Aim | Extract these lines and reproduce them exactly, leaving the pictures out of your answer.

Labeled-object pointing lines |

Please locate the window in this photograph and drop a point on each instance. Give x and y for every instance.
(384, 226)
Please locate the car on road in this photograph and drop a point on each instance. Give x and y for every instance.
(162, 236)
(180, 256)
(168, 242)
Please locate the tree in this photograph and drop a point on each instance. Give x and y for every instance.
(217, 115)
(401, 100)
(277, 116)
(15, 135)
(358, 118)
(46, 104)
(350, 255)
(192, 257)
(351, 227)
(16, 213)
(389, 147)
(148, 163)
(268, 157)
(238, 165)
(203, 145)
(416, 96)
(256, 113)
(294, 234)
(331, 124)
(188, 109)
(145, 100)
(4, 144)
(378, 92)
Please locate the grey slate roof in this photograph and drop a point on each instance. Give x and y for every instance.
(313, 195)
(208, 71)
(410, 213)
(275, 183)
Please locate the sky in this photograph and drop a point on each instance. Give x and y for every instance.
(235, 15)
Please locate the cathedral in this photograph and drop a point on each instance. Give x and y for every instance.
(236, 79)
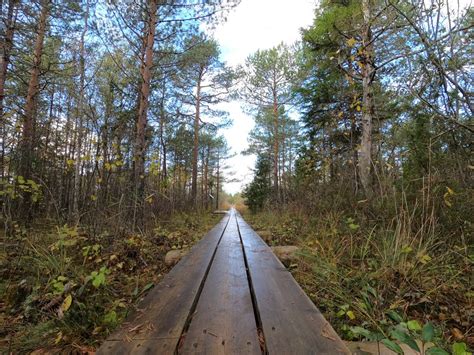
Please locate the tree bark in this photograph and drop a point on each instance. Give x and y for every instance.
(80, 119)
(32, 96)
(7, 44)
(140, 140)
(197, 119)
(368, 72)
(276, 147)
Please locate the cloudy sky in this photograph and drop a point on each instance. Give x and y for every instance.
(255, 24)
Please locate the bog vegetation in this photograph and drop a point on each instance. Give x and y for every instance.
(375, 181)
(112, 154)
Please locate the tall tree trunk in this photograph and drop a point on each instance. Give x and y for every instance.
(205, 176)
(276, 146)
(197, 119)
(80, 118)
(140, 140)
(32, 96)
(218, 185)
(368, 72)
(6, 47)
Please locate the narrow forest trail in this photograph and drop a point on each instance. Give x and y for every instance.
(229, 295)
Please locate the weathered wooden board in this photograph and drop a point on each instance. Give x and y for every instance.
(290, 321)
(156, 326)
(224, 321)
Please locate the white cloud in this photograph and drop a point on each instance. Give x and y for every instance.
(253, 25)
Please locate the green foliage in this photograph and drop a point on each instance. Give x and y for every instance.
(257, 193)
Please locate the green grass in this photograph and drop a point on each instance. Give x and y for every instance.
(358, 270)
(104, 275)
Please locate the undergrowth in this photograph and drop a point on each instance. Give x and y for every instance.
(66, 288)
(392, 275)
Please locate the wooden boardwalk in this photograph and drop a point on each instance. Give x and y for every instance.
(229, 295)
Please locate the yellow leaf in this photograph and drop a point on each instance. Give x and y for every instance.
(351, 315)
(58, 338)
(351, 41)
(424, 258)
(66, 303)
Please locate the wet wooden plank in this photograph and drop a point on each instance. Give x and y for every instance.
(224, 321)
(291, 323)
(157, 324)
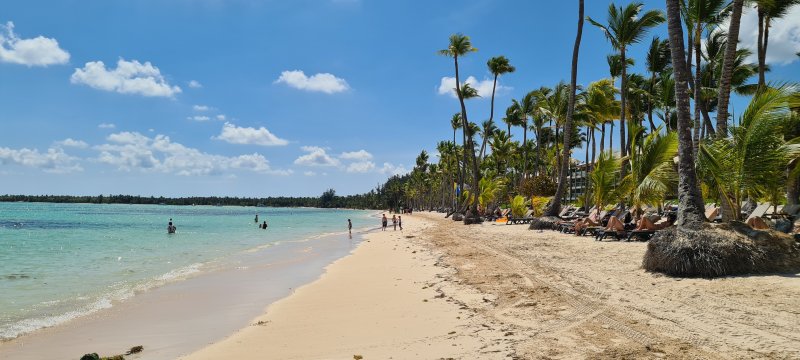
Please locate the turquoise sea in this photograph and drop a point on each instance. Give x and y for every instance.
(62, 261)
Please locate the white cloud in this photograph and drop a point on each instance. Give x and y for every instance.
(390, 169)
(55, 160)
(784, 36)
(69, 142)
(130, 77)
(356, 155)
(39, 51)
(249, 136)
(131, 151)
(316, 156)
(322, 82)
(447, 86)
(361, 167)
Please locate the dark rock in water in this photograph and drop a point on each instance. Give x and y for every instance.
(784, 225)
(721, 250)
(135, 350)
(469, 220)
(543, 223)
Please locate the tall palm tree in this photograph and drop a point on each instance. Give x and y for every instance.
(498, 65)
(727, 69)
(698, 15)
(555, 205)
(658, 60)
(460, 45)
(691, 213)
(768, 10)
(627, 26)
(752, 161)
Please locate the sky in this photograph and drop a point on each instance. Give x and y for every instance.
(270, 98)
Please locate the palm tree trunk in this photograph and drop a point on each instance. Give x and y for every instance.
(555, 205)
(690, 209)
(491, 117)
(762, 53)
(525, 149)
(697, 102)
(727, 71)
(602, 139)
(623, 100)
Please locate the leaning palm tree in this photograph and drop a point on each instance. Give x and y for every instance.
(555, 205)
(691, 212)
(727, 69)
(652, 171)
(752, 161)
(626, 26)
(498, 65)
(460, 45)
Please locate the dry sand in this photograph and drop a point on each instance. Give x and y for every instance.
(444, 290)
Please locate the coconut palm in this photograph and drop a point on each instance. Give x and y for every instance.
(626, 26)
(603, 179)
(498, 65)
(555, 205)
(768, 10)
(752, 161)
(460, 45)
(727, 69)
(698, 15)
(652, 171)
(691, 212)
(658, 60)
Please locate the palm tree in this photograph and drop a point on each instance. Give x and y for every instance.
(498, 65)
(658, 60)
(626, 26)
(699, 14)
(652, 168)
(460, 45)
(767, 11)
(555, 205)
(752, 161)
(727, 69)
(691, 213)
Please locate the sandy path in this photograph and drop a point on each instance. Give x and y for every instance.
(573, 297)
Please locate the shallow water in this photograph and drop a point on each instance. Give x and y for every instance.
(62, 261)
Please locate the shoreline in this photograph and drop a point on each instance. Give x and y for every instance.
(210, 304)
(444, 290)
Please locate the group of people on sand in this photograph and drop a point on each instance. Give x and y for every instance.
(645, 223)
(261, 226)
(396, 221)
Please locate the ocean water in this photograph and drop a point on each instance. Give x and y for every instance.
(62, 261)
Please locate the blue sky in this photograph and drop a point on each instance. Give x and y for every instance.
(265, 98)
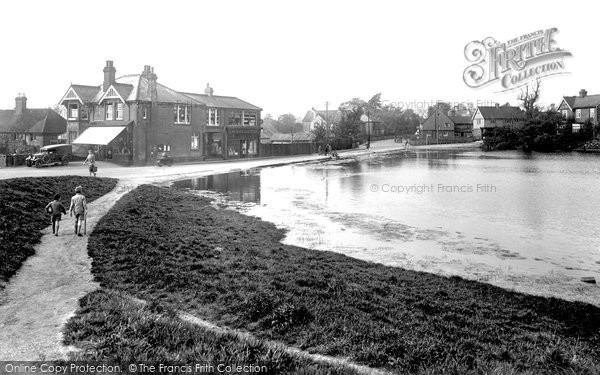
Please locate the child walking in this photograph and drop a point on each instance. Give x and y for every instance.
(56, 209)
(79, 207)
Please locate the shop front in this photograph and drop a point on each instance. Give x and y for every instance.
(213, 145)
(242, 143)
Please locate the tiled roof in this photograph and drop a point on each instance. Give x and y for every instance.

The response |
Please locate the window in this photograph and drop a point on each instance. Give x and y for every instance.
(384, 226)
Please locate the car on road in this photograph and drop a point on each instance. Give x and y for every instance.
(162, 236)
(180, 256)
(168, 242)
Please locate the tree in this photograph and drop a point on each instance. Give x and y for every instance.
(217, 115)
(401, 100)
(277, 116)
(15, 135)
(358, 118)
(46, 104)
(350, 255)
(192, 257)
(351, 227)
(16, 213)
(389, 147)
(148, 163)
(268, 157)
(238, 165)
(203, 145)
(416, 96)
(256, 113)
(294, 234)
(331, 124)
(188, 109)
(145, 100)
(4, 144)
(378, 92)
Please locate the grey slate roof in this photograph and drop a point on each instance. Give x and y for every instance.
(313, 195)
(208, 71)
(410, 213)
(275, 183)
Please locate the sky in this photograph and drop a point on each instance. Give x and y for every instance.
(235, 15)
Please locate the cathedral in this photograph and drop a point on each instance. Give x and y for every instance.
(236, 79)
Please locate the tree bark in this photograph and drop a point on each instance. Give x and y for every instance.
(80, 119)
(32, 96)
(7, 44)
(140, 140)
(197, 119)
(368, 72)
(276, 147)
Please locate the cloudy sky in this photograph and drop a point on each instance. Give x and y for every instance.
(255, 24)
Please locate the bog vegetation in this photograph and drop a point on each instance. Give x and y for every instance.
(375, 181)
(112, 154)
Please locate the tall tree trunk in this photograph and drop a point on each instance. Give x and y for every instance.
(205, 176)
(276, 146)
(197, 119)
(80, 118)
(140, 140)
(32, 96)
(218, 185)
(368, 72)
(6, 47)
Please locate the narrow forest trail in this photograph and drop a point on each instance. Give x and y for every instance.
(229, 295)
Please locate the weathered wooden board in this photograph and drop a point on each instance. Give x and y for every instance.
(290, 321)
(156, 326)
(224, 321)
Please locate the white cloud in this photograph and drop a point on each instance. Give x and y for every instance.
(253, 25)
Please locate the green foliage in this photograph and drop a point on each instance. Give x and y for every instance.
(257, 193)
Please locate the green grass in this photograph and drop a point on each instance. Give x and y for every instance.
(358, 270)
(104, 275)
Please locate the undergrowth in this photograph and drop a point on each instance. Give x and y for every instance.
(66, 288)
(392, 275)
Please locate the wooden boardwalk in this photograph and drop a point on each instance. Give x and y for every instance.
(229, 295)
Please locate the yellow leaf in this photograph and drop a point on each instance. Give x and y for every instance.
(351, 315)
(58, 338)
(351, 41)
(424, 258)
(66, 303)
Please locate the wet wooden plank in this photograph and drop a point on each instance. Give x and y for every instance.
(224, 321)
(291, 323)
(157, 324)
Please locate the turquoise sea in this photograph and drop a point on each instance. Give x and y for every instance.
(62, 261)
Please locate the white cloud in this photograph and drop a point on each instance. Give x and y for every instance.
(390, 169)
(55, 160)
(784, 36)
(69, 142)
(130, 77)
(356, 155)
(39, 51)
(249, 136)
(131, 151)
(316, 156)
(322, 82)
(447, 86)
(361, 167)
Please locate the dark rock in water in this photograph and drop a point on each instance. Give x and y for every instance.
(784, 225)
(721, 250)
(135, 350)
(469, 220)
(543, 223)
Please locate the tall palm tree in this photograph and drop a point on each instance. Give x and y for every instance.
(498, 65)
(727, 69)
(698, 15)
(555, 205)
(658, 60)
(460, 45)
(691, 213)
(768, 10)
(627, 26)
(752, 161)
Please locate the sky in this photograph and drop a point on each instance. Give x and y for every instance.
(270, 98)
Please locate the palm tree trunk in this photograph and drop a point on each instance. Give x and y for every instance.
(555, 205)
(690, 209)
(491, 117)
(762, 53)
(525, 149)
(697, 102)
(727, 71)
(602, 139)
(623, 100)
Please locate the leaning palm tree in this photograph and drop a point on each instance. Give x and y for every instance.
(555, 205)
(691, 212)
(727, 69)
(652, 171)
(752, 161)
(626, 26)
(498, 65)
(460, 45)
Please locate the dry sand in this photograph and drop a point on each instance. Give x and y for every instance.
(444, 290)
Please locate the coconut palm in this photograph and drop a point on each instance. Give x and y for every instance.
(626, 26)
(603, 179)
(498, 65)
(555, 205)
(768, 10)
(752, 161)
(460, 45)
(727, 69)
(698, 15)
(652, 171)
(691, 212)
(658, 60)
Please locate the palm tree in this photograph and drop a point on each instance. Give x and y for every instance.
(498, 65)
(658, 60)
(626, 26)
(699, 14)
(652, 168)
(460, 45)
(767, 11)
(555, 205)
(752, 161)
(727, 69)
(691, 213)
Please locate the sandy path in this photograph and drop a point on each instance. Give x and y for every instance.
(573, 297)
Please locate the shallow water in this photograph and drop a point on each instance. Give x and y for every instance.
(62, 261)
Please locate the shoreline in this photograph and drop a point on each instance. Give x and y for every instance.
(210, 304)
(444, 290)
Please locate the group of people on sand in this photograph and drop a point on each instance. Give x and y for every instance.
(645, 223)
(261, 226)
(396, 221)
Please locate the ocean water in this photograph and drop a point on each instance. Give x and y for every instance.
(62, 261)
Please locate the blue sky in this photograph and drop a point on each instance. Give x and y for every instance.
(265, 98)
Please locate the child walking in this photograph and drop a point on each instance. Give x and y for every instance.
(56, 209)
(79, 207)
Please locate the shop front in this photograph and drop a point on each instance. Give x and y for every instance.
(213, 145)
(242, 143)
Please locate the tiled roof in this photograph and drop a point on each instance. Give x and y for every instance.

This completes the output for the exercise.